## What to produce
Reproduce the records below word for word, leaving out the pictures.

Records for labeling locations
----------------------------------------
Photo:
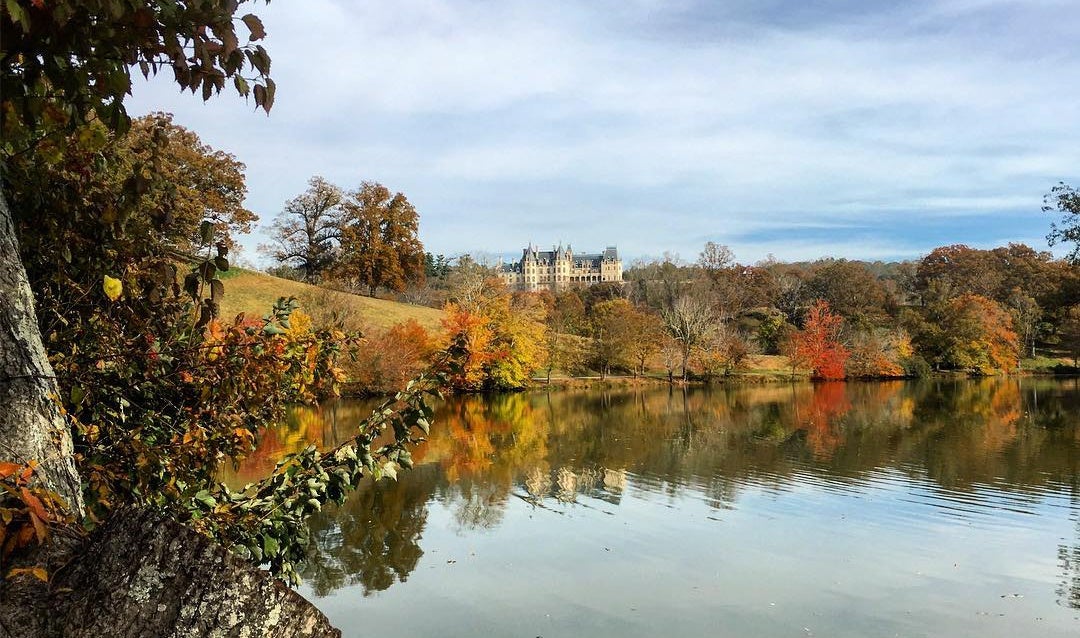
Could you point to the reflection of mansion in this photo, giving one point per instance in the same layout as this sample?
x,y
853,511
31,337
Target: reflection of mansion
x,y
561,268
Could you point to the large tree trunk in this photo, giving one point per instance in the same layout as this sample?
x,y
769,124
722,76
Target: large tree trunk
x,y
32,428
145,575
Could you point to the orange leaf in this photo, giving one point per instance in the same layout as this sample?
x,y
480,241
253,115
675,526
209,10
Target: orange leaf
x,y
39,528
38,572
35,504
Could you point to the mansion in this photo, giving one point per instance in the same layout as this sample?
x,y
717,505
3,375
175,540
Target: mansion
x,y
561,268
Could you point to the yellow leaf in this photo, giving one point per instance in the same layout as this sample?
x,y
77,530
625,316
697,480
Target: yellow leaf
x,y
113,288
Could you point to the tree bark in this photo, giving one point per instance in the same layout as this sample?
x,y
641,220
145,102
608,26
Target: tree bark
x,y
32,428
145,575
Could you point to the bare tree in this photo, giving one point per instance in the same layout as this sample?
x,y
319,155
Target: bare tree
x,y
306,231
688,320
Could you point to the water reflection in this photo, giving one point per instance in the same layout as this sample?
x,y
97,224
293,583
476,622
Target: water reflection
x,y
946,451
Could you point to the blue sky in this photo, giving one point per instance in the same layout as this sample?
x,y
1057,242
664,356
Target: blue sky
x,y
798,129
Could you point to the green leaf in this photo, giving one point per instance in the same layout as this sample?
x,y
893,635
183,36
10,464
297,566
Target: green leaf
x,y
216,289
255,26
204,498
241,85
191,285
269,546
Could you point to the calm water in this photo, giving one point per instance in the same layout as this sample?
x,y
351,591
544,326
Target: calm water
x,y
937,508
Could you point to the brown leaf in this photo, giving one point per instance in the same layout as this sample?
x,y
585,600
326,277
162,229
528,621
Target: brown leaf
x,y
39,528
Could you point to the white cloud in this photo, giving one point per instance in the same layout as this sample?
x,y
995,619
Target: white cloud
x,y
586,116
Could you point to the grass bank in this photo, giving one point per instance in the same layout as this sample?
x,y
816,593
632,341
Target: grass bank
x,y
255,293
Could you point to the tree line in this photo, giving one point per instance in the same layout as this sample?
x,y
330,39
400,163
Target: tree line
x,y
362,240
957,309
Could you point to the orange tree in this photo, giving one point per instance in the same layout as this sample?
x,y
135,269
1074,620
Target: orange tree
x,y
819,342
968,333
501,339
156,390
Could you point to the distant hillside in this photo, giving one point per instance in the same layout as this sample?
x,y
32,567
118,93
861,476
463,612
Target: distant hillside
x,y
254,294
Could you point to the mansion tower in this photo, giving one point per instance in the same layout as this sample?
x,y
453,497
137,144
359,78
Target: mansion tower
x,y
561,268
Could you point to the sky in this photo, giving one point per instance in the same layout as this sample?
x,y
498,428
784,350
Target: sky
x,y
798,129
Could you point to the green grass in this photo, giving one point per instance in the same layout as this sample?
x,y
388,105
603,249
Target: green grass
x,y
1044,364
254,294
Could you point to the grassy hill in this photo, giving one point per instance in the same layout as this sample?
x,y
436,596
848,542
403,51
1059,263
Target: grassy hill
x,y
254,294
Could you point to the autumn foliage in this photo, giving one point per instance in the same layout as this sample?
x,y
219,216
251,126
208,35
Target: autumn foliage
x,y
819,343
503,342
389,357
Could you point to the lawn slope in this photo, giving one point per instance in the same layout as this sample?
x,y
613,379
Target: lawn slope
x,y
254,294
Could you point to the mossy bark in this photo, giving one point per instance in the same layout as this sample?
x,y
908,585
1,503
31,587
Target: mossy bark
x,y
32,426
145,575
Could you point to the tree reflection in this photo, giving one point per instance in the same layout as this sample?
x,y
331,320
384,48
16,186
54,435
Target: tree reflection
x,y
374,539
564,449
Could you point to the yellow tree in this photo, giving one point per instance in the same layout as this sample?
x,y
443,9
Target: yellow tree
x,y
380,247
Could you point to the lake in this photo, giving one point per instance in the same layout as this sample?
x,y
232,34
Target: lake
x,y
892,508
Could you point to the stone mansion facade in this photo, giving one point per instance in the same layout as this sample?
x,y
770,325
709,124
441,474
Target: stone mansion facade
x,y
561,268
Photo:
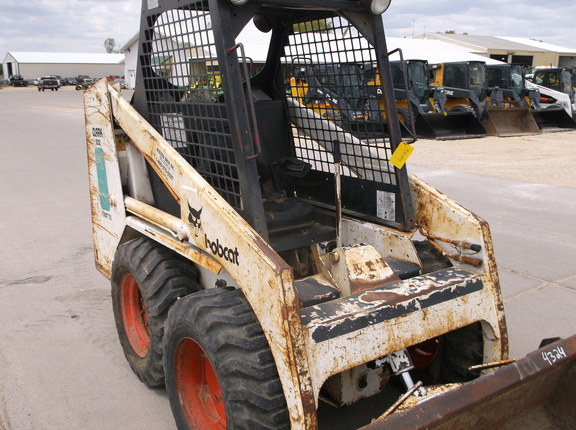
----------------------------------------
## The response
Photo:
Could you point to the reflection of mansion in this photo, giving one point per instance in the same layout as this sample?
x,y
853,511
31,337
Target: reflection of mansion
x,y
561,268
Could you point to the large tree trunk in this photo, giving one point per instance in the same layout as this sample?
x,y
769,124
722,76
Target: large tree trunk
x,y
32,428
145,575
Could you point to the orange leaf in this photo, giving one point per instance in the same layout as this sample?
x,y
480,241
253,115
675,526
209,10
Target: orange leaf
x,y
39,528
38,572
35,504
Could you point to the mansion in this photo, giving one point per instance in the same layout as this sample?
x,y
717,505
3,375
175,540
Target: mansion
x,y
561,268
Could you point to the yellow leaf in this photo, giving one point per instance in the same layout as this sample?
x,y
77,530
625,316
697,480
Target: yellow leaf
x,y
113,288
Could you point to the tree bark in this photo, giving one point per instance in the same layout as this sample?
x,y
641,220
145,102
608,26
Target: tree bark
x,y
32,428
145,575
Could you point to the bare tree in this photo, giving one point per instance in the same layout as this sample?
x,y
319,155
Target: bare tree
x,y
306,231
688,320
Could you point to the water reflection in this photo, giving one point per instance in the same layout as this sample?
x,y
97,224
293,583
476,622
Target: water reflection
x,y
946,451
Could you point to the blue sky in this photo, giving one point per instance in the same layout as this sample?
x,y
1057,242
664,356
Target: blue sky
x,y
798,129
Could you point to the green leaf in this photo, giving one point per instance in the same layout as this sample?
x,y
893,635
183,36
10,464
297,566
Target: green leaf
x,y
216,289
255,26
204,498
241,85
191,285
269,546
Could you point to the calm water in this photo, giving one point per instance in the same layout as this sample?
x,y
351,591
544,326
Target: calm water
x,y
937,508
Could you point to the brown leaf in this photo, giving one point per instance in the same layout as this sample?
x,y
585,600
326,277
162,229
528,621
Target: brown leaf
x,y
39,528
Could you point to the white cloud in this photo, giving one point per instance in the same layout as this sample?
x,y
995,619
Target: white cloud
x,y
586,116
Could you point to the grass bank in this photo, giving one point per instance in the same layout as this sample?
x,y
816,593
632,341
Target: grass bank
x,y
255,293
Could you point to the tree line in this photo, giving one point per instance in the same layout as this sample?
x,y
330,39
400,163
Target: tree line
x,y
362,240
957,309
Could you point to the orange tree in this photo, giving one point per instance in the same layout as this sample?
x,y
135,269
1074,620
Target: orange tree
x,y
819,342
968,333
501,339
156,390
Could you point to the distant hillside in this photo, giving one point per instance in the same layout as this sample?
x,y
32,567
118,93
861,476
463,612
Target: distant hillside
x,y
254,294
Could you point to the mansion tower in this photo, giving one point per instance in the same layout as this sample?
x,y
453,497
137,144
359,78
Target: mansion tower
x,y
561,268
Could you point to the sky in this photo, giving one point per instance in the same layout as this sample?
x,y
498,428
784,350
Target: sky
x,y
798,129
Could you point to the green grass in this photo, giving one point per instance in the same layout as this sample?
x,y
388,105
603,249
Target: green grass
x,y
1044,364
254,294
Could you point to the grassy hill in this photo, giving one point per instance in the same layout as this sample?
x,y
436,596
848,542
403,51
1059,263
Target: grassy hill
x,y
254,294
Could you point to the autumn foliage in this photo, giving one point per instance in the same layout as this sample?
x,y
219,216
251,126
208,35
Target: autumn foliage
x,y
819,343
503,342
389,357
Could you point to the lawn slope in this photo, giving one point per instance in the same layout as this sample?
x,y
613,379
Target: lawn slope
x,y
254,294
Could you point to the mossy bark in this photo, giving one point per instance in the same layout as this sample?
x,y
908,585
1,503
31,587
Target: mossy bark
x,y
32,426
145,575
Could you point to the tree reflection in this photo, giving one point per instance in the same layout as this sample?
x,y
331,320
384,48
16,186
54,435
Target: tree reflection
x,y
374,539
564,449
Could you point to the yellow tree in this photo, giving one point per instance in the same layout as this sample?
x,y
443,9
Target: yellow tree
x,y
380,247
Could you point to the lake in this photo, giving one point per instance in the same layout as this sample?
x,y
232,34
Target: lake
x,y
892,508
Could you point to the stone mansion facade in this photo, giving one point per instance in the same layout as this sample?
x,y
770,325
709,124
441,474
Target: stone mansion facade
x,y
561,268
Photo:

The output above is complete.